▸ TASK TO COMPLETE
Output the line that contains "Place one point per instance of the leafy", then every line beneath it through the end of the records, exactly as given and with no other lines.

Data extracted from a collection
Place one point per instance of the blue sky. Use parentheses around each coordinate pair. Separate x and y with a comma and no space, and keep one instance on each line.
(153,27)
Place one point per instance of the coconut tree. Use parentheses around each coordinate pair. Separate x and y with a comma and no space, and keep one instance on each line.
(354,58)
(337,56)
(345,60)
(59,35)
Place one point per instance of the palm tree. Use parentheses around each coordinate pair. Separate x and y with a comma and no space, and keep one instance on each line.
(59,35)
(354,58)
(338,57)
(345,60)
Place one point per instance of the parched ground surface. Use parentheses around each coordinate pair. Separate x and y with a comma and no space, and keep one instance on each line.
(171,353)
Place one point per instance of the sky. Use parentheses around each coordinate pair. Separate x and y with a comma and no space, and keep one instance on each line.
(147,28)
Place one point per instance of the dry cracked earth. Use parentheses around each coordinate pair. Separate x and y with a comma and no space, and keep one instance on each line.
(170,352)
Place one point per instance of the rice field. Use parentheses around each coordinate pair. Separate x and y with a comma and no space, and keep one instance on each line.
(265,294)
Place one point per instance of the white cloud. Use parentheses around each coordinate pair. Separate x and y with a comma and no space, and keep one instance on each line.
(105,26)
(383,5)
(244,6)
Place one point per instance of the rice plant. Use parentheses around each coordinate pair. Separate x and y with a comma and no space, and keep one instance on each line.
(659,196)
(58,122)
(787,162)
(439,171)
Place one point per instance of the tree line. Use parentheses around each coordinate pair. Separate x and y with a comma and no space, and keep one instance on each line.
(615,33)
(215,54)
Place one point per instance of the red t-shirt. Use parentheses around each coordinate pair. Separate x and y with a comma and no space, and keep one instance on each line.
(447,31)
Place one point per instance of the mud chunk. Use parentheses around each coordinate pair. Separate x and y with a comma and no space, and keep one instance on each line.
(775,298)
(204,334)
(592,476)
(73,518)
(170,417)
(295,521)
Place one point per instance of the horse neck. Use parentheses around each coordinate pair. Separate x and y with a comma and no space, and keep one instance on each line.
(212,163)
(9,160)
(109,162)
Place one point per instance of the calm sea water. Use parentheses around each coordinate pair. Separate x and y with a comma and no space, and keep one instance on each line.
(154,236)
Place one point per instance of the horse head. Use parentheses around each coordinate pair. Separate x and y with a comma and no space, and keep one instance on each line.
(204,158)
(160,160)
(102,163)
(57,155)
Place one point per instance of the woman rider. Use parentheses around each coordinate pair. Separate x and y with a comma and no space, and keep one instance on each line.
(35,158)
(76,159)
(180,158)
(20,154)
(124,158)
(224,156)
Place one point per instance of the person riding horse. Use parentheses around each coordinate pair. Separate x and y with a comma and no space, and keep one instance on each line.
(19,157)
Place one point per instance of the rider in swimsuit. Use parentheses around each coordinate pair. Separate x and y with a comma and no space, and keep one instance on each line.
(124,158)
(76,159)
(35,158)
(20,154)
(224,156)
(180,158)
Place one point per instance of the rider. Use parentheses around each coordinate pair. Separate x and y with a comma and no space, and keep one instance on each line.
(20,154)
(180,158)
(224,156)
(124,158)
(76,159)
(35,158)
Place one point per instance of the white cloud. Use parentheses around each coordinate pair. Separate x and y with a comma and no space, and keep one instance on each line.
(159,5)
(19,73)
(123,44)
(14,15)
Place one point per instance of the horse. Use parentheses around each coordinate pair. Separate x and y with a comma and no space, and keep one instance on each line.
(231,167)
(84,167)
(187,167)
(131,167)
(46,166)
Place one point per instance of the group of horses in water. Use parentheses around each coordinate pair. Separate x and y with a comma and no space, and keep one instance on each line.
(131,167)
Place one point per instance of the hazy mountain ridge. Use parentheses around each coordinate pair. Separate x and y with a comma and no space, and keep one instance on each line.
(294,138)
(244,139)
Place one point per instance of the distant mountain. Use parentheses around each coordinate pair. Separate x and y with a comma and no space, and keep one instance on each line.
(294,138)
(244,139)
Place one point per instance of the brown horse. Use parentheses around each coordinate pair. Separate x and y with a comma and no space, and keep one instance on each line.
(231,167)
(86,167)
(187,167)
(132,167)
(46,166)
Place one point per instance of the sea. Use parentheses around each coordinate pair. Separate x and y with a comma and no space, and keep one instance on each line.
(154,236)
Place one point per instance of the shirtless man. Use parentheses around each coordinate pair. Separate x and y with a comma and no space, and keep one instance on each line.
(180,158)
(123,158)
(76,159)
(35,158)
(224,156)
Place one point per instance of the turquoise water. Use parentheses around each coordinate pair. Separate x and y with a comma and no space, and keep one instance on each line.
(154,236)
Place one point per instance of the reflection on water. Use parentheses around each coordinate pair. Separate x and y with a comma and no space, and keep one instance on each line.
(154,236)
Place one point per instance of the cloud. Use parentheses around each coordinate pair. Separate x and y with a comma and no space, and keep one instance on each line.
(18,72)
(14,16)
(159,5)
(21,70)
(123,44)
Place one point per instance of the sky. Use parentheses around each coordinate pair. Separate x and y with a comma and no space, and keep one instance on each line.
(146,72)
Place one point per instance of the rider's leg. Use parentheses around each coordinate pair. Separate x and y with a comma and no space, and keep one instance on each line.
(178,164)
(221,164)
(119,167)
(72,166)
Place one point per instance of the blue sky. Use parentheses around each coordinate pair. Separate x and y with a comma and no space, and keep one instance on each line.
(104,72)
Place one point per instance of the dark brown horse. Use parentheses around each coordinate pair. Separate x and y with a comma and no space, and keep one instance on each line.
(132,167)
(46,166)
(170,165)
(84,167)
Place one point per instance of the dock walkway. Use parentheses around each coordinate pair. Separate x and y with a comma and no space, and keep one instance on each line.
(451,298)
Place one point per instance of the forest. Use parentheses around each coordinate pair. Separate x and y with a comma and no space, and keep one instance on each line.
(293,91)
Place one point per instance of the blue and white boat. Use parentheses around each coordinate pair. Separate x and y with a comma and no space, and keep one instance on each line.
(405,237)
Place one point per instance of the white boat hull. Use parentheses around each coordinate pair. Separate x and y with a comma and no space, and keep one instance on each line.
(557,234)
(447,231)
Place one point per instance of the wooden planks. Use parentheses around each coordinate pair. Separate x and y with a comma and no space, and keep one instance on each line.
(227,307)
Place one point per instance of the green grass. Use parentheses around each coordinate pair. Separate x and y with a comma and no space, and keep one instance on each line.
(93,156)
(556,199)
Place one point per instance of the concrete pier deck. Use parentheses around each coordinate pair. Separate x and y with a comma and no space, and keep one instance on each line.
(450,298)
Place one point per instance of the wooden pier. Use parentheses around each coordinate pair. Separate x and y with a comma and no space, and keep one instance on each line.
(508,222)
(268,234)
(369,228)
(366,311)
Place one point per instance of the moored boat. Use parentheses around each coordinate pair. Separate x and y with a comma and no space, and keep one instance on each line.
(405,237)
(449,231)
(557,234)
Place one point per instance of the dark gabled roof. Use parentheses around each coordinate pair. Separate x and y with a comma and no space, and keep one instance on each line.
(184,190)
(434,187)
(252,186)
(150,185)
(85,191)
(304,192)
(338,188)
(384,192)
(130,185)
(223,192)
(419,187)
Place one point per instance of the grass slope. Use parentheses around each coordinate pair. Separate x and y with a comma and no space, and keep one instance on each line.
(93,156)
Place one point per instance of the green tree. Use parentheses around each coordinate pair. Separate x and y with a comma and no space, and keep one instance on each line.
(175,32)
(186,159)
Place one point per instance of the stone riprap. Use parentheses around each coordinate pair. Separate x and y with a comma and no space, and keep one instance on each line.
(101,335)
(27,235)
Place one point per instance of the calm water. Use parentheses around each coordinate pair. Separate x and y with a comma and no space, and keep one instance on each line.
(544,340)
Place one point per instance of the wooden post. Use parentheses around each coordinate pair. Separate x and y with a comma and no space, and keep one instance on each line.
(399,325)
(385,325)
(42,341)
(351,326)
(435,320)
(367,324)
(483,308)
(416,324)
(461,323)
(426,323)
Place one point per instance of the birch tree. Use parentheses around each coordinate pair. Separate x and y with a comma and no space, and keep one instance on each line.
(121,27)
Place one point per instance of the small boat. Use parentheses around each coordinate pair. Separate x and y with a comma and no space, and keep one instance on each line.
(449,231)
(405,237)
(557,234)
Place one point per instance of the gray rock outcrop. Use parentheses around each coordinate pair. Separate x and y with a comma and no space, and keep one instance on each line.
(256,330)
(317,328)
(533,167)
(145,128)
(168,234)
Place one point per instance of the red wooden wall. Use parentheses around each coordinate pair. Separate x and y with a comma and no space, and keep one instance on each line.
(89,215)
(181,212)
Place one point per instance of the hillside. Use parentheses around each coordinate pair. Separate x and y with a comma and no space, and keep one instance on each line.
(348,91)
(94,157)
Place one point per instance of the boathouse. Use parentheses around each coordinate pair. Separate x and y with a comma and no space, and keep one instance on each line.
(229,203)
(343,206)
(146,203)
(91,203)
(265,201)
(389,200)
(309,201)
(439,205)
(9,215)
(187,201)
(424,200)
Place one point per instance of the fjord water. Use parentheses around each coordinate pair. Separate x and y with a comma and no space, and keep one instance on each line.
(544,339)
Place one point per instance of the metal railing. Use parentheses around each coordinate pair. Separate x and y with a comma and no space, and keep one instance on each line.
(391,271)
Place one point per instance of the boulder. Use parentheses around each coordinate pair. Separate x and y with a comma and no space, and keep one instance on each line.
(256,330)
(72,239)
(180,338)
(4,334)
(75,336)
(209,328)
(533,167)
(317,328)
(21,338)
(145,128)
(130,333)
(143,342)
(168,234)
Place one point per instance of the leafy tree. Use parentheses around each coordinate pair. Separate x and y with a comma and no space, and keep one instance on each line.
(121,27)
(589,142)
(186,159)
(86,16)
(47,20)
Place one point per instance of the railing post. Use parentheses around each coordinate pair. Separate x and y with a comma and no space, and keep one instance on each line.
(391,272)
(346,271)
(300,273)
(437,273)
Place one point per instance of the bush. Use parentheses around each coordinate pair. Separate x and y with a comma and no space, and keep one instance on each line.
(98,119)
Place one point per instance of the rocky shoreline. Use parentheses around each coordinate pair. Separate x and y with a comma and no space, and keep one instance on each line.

▸ WRITTEN RESPONSE
Place one point per instance of the leafy tree. Use parentheses around each coordinate pair. Separate x and y with a comma and no space, and keep one instance on each line.
(121,27)
(589,142)
(186,159)
(86,16)
(47,20)
Place one point per instance of the railing post. Use parentheses around each coordinate pair. Separate x and y with a comma and no space, and keep one instance on each line.
(391,272)
(346,271)
(300,273)
(437,273)
Place one point per instance of the bush. Use parentheses around each coordinate pair. Separate x and y with a comma and no space, and keep one instance on each line.
(98,119)
Place one point per instance of the rocky shoreline. Use parentheses around each coordinate pair. Separate x and y with a comma and no space, and keep one instance on each line.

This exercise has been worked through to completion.